Dataset entries:

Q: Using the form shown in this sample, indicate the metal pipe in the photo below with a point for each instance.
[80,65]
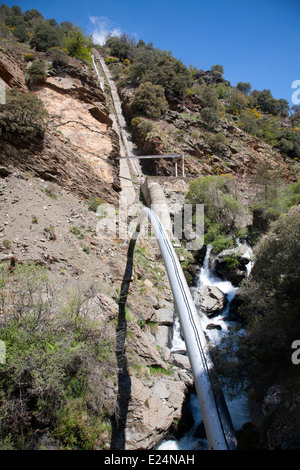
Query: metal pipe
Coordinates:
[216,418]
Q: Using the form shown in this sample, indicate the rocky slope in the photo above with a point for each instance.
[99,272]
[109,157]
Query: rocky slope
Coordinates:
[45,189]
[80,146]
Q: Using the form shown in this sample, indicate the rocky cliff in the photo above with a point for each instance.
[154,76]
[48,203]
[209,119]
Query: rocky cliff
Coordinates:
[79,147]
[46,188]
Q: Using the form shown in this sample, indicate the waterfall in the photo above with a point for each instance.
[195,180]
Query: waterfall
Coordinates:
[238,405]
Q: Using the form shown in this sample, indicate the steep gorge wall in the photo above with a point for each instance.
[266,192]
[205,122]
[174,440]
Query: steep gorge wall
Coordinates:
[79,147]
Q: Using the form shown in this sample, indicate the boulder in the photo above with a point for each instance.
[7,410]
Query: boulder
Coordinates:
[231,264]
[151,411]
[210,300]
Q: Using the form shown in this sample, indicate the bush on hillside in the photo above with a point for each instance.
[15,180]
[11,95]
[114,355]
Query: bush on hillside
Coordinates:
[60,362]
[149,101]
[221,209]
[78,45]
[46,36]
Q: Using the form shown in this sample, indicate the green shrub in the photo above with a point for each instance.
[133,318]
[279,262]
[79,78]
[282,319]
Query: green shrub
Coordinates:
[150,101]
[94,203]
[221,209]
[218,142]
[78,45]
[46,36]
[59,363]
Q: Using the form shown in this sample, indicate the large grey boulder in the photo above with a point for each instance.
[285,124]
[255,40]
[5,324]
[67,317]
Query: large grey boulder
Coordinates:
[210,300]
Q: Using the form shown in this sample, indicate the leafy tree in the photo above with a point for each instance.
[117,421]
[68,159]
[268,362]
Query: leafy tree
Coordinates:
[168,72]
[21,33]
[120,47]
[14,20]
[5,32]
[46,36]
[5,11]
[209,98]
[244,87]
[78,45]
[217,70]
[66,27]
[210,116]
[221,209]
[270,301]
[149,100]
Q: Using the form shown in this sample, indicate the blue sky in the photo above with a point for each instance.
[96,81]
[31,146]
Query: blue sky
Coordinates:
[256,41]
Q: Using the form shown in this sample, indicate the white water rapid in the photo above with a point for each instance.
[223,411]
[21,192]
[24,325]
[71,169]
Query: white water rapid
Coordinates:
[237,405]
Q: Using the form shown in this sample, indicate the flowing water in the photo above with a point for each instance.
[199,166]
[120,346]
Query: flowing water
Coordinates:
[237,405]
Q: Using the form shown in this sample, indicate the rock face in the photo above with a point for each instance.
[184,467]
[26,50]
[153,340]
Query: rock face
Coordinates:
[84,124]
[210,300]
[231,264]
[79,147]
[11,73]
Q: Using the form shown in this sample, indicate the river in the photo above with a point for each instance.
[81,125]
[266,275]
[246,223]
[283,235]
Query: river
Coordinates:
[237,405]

--

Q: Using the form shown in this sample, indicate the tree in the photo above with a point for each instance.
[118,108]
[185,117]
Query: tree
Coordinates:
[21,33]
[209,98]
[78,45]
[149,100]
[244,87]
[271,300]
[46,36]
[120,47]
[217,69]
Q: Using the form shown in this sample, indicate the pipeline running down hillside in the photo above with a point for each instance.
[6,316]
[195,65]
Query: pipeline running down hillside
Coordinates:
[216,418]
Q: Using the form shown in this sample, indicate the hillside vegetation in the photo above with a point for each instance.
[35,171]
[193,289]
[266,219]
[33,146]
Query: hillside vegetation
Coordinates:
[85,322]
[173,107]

==

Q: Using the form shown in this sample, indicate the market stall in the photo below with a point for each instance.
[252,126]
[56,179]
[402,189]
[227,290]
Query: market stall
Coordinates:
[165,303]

## Problem details
Each line in the records above that contains the word "flowing" must be copied.

## Answer space
Q: Using the form shown in this sample, indicate the flowing water in the photo above with a point for each instance.
Query: flowing water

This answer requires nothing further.